**WORK REQUIRED**
Show every line of the records that contains the word "black".

Records from a point labeling set:

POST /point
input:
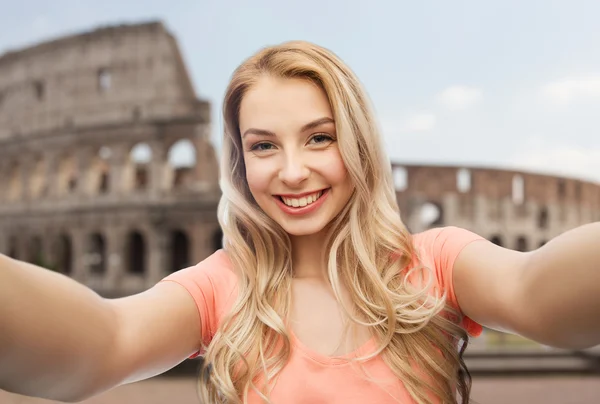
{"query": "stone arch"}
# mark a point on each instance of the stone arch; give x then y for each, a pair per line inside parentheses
(543, 218)
(497, 239)
(96, 254)
(522, 244)
(136, 253)
(63, 254)
(518, 189)
(181, 162)
(38, 181)
(217, 240)
(431, 214)
(463, 180)
(400, 176)
(180, 250)
(15, 183)
(12, 247)
(34, 251)
(99, 171)
(67, 174)
(137, 168)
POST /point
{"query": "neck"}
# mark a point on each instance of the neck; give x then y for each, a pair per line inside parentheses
(309, 256)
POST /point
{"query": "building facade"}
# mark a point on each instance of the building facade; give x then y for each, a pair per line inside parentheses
(94, 131)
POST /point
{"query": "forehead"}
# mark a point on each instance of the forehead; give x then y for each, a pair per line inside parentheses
(278, 104)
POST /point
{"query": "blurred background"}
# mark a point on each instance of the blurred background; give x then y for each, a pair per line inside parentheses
(110, 136)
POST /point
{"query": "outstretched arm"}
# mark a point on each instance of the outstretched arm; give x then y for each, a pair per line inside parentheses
(60, 340)
(551, 295)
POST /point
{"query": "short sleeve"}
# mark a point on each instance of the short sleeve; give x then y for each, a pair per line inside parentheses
(213, 285)
(442, 247)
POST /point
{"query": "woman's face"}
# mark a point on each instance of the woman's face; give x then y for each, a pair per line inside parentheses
(293, 165)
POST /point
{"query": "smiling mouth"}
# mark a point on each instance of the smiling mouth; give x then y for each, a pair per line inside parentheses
(303, 201)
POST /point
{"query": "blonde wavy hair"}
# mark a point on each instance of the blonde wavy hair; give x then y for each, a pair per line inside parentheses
(371, 253)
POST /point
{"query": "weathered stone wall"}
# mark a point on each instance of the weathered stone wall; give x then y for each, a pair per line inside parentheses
(518, 210)
(90, 184)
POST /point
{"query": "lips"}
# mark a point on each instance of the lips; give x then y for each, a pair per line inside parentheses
(301, 201)
(300, 204)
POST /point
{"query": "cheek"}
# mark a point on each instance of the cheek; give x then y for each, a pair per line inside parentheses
(257, 177)
(334, 167)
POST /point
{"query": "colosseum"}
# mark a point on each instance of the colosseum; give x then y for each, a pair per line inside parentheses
(108, 173)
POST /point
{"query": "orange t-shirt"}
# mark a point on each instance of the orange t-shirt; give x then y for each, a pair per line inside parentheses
(310, 377)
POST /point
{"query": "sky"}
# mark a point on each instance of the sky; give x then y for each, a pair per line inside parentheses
(505, 84)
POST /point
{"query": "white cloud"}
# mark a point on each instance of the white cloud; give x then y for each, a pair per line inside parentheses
(566, 90)
(573, 161)
(420, 122)
(459, 97)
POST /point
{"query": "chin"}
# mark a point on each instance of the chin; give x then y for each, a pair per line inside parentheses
(302, 229)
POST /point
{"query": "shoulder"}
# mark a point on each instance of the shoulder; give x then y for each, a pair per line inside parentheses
(212, 280)
(444, 241)
(217, 267)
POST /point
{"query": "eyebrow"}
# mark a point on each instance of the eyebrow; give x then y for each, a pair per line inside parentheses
(308, 126)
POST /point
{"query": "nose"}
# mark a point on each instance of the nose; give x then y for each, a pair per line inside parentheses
(294, 170)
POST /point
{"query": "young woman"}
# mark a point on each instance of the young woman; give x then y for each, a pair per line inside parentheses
(320, 294)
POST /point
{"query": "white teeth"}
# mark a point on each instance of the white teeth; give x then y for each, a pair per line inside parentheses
(301, 202)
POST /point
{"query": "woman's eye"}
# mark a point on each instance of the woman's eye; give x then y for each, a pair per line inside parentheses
(262, 147)
(321, 138)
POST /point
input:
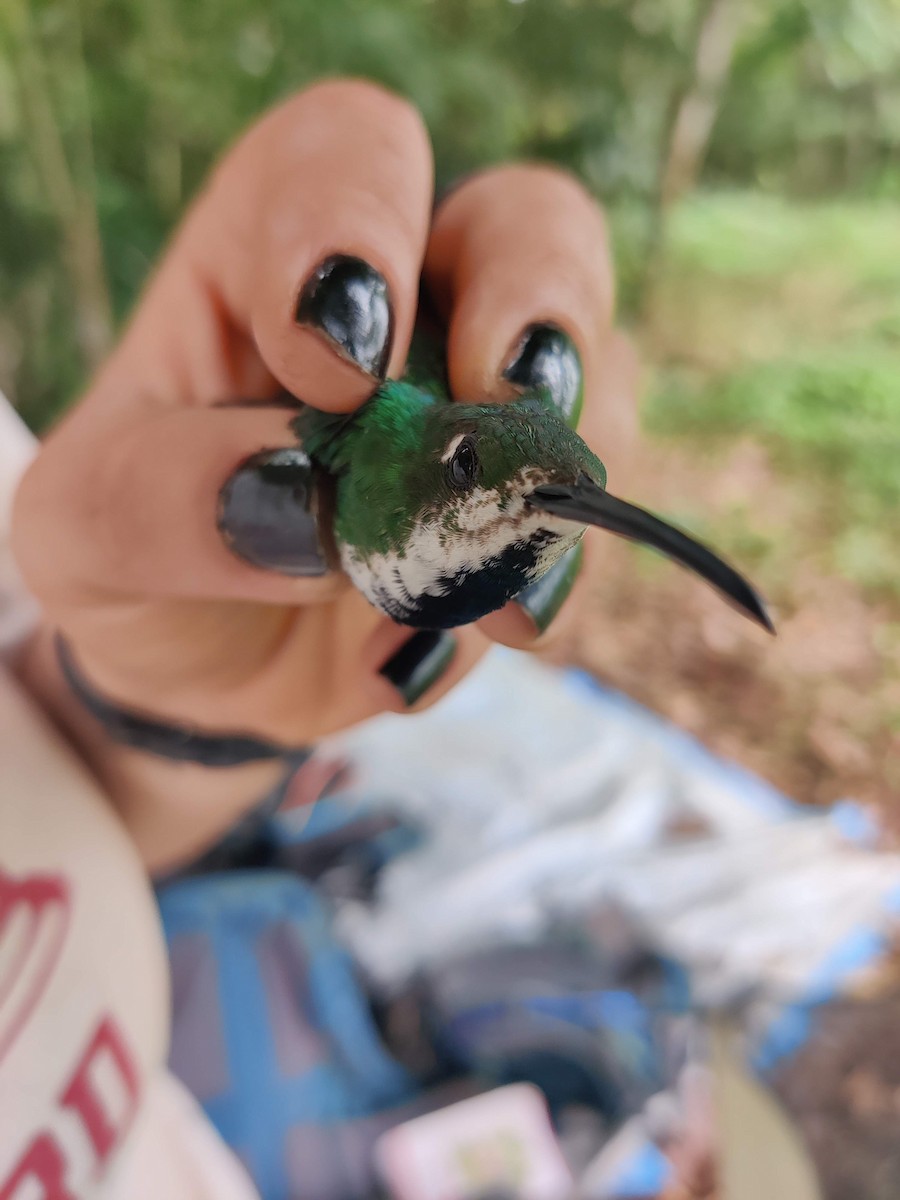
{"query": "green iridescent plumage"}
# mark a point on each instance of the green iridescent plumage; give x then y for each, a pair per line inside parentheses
(443, 511)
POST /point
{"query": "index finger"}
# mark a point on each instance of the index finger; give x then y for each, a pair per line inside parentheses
(298, 265)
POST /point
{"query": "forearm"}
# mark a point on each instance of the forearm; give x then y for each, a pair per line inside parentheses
(173, 810)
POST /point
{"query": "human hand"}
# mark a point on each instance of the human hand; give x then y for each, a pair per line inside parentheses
(117, 522)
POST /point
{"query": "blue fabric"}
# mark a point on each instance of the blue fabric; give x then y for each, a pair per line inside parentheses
(262, 1102)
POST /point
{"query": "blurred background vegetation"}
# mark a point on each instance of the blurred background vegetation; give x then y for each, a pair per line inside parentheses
(748, 153)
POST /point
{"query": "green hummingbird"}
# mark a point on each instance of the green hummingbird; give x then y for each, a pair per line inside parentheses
(443, 511)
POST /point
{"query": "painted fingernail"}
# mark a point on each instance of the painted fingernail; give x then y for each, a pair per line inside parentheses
(545, 357)
(348, 301)
(268, 513)
(419, 664)
(544, 599)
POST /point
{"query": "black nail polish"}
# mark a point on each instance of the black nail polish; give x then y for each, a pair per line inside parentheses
(348, 301)
(545, 357)
(544, 599)
(268, 513)
(419, 664)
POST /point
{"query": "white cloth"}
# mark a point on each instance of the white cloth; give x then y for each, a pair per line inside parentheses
(87, 1107)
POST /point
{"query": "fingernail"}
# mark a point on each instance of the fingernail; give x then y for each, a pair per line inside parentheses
(545, 357)
(348, 300)
(268, 513)
(544, 599)
(419, 664)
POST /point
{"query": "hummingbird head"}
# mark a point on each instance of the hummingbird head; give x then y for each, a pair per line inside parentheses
(444, 511)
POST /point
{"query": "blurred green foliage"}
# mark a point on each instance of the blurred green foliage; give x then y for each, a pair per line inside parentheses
(113, 111)
(777, 315)
(792, 340)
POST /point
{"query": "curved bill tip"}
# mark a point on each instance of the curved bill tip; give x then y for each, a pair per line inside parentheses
(587, 503)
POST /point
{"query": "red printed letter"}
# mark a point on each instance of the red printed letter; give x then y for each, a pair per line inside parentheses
(105, 1122)
(42, 1163)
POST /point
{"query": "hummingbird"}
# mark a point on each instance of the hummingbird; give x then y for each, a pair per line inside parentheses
(443, 511)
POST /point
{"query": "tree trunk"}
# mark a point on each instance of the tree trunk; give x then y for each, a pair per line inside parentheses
(693, 113)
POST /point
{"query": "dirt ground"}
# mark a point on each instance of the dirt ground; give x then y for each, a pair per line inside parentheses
(815, 711)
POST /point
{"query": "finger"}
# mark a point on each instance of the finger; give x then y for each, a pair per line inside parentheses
(307, 245)
(185, 502)
(519, 262)
(364, 664)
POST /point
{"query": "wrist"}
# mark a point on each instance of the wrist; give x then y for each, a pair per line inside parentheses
(173, 810)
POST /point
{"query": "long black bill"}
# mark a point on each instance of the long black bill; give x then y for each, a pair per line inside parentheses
(588, 503)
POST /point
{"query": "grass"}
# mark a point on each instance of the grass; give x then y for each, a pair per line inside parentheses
(780, 323)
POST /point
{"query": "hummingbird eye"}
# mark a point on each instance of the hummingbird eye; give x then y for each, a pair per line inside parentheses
(462, 467)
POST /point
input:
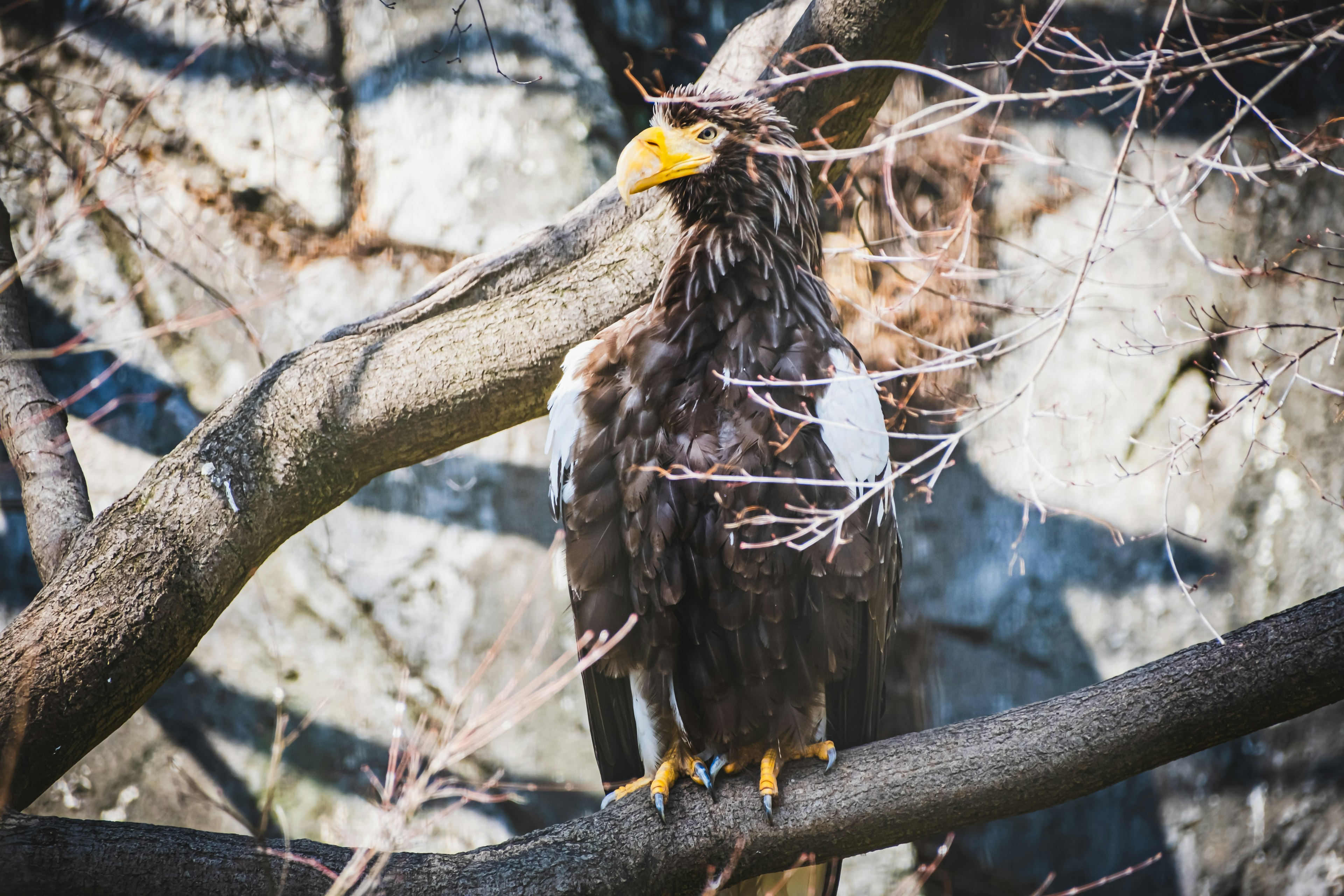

**EXERCISE SOLUTION**
{"query": "black nail polish"}
# mark a point on each instance of the black nail polish; give x then y for each, a pair per line inside parentheses
{"query": "long black bill"}
# mark a point on each instance of the long black bill; give x then y for each, a pair per line inside parentheses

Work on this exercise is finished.